## Exercise
Produce an exact copy of the lines from the line containing "Where can the rocky foreground" through the last line of the listing below, both ends included, and nothing else.

[begin Provided data]

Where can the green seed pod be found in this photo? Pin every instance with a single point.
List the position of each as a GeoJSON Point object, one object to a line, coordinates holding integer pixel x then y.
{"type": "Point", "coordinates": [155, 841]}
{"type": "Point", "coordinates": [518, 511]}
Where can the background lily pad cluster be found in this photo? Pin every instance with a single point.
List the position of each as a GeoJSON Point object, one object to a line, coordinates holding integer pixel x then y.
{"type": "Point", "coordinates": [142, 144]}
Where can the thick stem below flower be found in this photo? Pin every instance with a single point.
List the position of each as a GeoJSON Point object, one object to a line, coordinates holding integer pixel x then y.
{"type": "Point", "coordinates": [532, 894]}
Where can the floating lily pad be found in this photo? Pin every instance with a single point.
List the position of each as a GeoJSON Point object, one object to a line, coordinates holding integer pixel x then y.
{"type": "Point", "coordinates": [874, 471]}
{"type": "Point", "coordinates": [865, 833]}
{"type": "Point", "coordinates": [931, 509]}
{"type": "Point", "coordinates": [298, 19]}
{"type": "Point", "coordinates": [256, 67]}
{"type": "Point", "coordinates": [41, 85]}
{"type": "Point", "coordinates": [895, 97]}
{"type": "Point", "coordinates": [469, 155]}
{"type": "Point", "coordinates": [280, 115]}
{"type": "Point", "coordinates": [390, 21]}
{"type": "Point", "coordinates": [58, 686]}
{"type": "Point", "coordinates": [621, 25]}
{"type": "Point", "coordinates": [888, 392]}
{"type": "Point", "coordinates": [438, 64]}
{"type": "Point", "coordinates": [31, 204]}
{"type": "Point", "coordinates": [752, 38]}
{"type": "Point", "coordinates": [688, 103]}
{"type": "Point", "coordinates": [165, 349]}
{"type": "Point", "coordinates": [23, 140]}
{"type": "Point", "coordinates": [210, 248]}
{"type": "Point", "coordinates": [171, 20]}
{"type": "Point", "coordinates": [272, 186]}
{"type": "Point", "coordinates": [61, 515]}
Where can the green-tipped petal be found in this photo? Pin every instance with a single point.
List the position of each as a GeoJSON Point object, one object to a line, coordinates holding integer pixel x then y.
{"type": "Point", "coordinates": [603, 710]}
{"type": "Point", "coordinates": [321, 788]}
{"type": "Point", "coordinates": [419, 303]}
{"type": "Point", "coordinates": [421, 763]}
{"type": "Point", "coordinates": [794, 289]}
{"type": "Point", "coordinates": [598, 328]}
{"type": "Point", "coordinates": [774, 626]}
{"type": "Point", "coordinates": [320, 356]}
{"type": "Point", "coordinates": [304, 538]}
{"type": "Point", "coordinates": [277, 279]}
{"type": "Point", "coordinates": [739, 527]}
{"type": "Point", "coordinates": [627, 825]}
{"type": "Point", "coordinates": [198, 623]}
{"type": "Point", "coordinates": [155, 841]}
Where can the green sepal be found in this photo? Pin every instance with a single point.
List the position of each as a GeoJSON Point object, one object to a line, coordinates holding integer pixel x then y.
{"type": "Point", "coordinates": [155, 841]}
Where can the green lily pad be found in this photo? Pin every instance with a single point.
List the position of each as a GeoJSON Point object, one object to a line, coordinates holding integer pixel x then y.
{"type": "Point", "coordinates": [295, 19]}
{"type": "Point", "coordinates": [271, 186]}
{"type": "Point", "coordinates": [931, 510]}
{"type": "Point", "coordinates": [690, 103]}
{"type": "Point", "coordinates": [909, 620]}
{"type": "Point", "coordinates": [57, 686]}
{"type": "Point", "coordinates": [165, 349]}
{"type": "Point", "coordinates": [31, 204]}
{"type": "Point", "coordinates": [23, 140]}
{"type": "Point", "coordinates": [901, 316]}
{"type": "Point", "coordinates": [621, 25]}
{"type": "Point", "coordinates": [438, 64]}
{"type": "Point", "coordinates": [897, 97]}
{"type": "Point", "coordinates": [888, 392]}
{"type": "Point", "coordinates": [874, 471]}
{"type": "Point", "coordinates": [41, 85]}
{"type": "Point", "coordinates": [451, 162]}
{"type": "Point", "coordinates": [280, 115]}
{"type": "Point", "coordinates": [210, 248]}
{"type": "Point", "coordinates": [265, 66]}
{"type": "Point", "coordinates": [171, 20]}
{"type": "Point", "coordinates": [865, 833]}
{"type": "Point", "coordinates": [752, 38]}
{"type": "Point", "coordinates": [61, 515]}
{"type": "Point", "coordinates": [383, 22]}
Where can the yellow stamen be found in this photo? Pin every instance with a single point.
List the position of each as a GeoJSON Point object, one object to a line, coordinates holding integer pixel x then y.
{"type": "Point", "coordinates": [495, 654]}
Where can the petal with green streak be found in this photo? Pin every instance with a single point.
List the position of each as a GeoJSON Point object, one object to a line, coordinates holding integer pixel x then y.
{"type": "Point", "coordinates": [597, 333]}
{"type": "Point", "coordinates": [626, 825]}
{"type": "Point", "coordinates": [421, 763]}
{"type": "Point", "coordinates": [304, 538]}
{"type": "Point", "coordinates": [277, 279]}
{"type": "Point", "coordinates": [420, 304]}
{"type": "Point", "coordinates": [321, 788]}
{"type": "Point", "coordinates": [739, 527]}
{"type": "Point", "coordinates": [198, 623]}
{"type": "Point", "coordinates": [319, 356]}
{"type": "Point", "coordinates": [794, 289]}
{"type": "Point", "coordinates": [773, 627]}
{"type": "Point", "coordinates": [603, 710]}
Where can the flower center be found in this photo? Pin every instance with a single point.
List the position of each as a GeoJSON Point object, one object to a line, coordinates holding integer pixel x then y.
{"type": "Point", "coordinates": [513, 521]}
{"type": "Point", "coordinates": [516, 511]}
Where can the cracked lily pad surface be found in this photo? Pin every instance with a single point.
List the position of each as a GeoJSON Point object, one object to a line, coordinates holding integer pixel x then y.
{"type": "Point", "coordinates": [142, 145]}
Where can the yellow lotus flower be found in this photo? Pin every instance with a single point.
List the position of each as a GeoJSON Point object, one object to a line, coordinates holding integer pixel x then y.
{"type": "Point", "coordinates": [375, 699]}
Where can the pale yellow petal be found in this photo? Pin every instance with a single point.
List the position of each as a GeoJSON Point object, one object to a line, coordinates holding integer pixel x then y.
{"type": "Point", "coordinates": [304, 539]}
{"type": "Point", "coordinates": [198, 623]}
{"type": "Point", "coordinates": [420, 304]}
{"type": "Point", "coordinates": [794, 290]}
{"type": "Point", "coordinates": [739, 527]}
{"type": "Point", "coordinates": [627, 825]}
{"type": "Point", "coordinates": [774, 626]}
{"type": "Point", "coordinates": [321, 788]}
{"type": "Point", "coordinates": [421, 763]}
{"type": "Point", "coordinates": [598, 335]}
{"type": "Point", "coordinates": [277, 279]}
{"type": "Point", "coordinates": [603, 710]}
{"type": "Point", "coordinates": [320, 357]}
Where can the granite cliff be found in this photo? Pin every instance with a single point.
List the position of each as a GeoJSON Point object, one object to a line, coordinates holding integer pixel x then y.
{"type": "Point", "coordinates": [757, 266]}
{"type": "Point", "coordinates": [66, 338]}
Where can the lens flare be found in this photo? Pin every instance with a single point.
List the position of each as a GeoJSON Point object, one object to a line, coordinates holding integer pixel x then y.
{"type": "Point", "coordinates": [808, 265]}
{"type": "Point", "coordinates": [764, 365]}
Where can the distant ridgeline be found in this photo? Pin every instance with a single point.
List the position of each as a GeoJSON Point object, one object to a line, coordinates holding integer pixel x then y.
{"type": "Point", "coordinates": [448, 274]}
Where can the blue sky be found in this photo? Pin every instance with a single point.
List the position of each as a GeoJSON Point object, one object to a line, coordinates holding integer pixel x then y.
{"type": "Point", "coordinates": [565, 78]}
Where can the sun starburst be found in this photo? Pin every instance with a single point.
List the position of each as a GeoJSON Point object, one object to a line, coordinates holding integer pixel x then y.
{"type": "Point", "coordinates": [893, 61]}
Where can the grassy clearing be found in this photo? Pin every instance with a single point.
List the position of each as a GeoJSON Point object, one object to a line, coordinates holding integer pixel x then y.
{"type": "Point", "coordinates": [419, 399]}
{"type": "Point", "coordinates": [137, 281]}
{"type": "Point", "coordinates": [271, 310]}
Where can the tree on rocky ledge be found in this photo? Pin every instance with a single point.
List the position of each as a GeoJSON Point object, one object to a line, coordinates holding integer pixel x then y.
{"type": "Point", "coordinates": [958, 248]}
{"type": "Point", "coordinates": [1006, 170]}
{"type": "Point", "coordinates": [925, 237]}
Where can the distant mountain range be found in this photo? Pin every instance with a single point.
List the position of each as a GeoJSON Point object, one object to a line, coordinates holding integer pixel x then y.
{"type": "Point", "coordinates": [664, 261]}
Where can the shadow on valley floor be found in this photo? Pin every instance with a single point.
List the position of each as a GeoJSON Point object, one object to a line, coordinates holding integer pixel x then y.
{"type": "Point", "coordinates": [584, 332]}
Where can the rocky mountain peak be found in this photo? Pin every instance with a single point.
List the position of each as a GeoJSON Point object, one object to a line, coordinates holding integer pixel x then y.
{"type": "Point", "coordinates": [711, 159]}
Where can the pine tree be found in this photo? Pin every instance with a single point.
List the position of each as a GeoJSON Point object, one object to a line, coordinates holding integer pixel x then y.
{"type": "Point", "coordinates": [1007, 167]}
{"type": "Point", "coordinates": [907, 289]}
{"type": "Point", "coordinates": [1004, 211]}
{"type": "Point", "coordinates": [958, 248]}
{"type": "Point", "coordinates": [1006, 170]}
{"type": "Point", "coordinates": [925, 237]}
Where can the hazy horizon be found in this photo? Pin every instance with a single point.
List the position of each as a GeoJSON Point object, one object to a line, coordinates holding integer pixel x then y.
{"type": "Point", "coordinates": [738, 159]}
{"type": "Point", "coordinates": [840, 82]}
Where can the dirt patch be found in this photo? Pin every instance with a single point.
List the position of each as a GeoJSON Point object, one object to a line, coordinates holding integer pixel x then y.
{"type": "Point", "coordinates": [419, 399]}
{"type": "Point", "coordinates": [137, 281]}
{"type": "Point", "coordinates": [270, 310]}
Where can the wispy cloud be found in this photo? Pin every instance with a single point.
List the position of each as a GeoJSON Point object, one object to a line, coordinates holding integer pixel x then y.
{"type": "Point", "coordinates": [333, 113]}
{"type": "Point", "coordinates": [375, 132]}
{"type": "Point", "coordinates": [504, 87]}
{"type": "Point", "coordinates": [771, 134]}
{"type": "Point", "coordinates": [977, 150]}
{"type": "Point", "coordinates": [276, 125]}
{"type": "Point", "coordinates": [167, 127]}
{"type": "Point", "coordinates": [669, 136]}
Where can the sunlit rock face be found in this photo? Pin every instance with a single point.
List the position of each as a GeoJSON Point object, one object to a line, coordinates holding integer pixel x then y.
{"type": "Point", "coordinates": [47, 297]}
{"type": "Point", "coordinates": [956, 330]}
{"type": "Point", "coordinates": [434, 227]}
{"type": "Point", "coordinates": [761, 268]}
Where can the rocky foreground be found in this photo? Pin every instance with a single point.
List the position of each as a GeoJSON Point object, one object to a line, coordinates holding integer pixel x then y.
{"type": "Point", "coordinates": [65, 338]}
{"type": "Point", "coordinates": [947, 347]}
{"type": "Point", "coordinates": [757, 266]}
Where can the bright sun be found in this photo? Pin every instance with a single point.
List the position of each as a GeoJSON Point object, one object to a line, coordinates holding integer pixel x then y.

[end Provided data]

## Solution for this exercise
Where can the rocky foreground be found in this photo? Pin every instance with a single point.
List the position of each as a GeoJSON Point object, one object to a line, coordinates holding integer pixel x then y.
{"type": "Point", "coordinates": [65, 338]}
{"type": "Point", "coordinates": [947, 347]}
{"type": "Point", "coordinates": [757, 266]}
Where can the bright sun be found in this photo? Pin every instance with a single point.
List the position of each as a GeoJSON Point object, one object to a line, coordinates holding integer pixel x then y.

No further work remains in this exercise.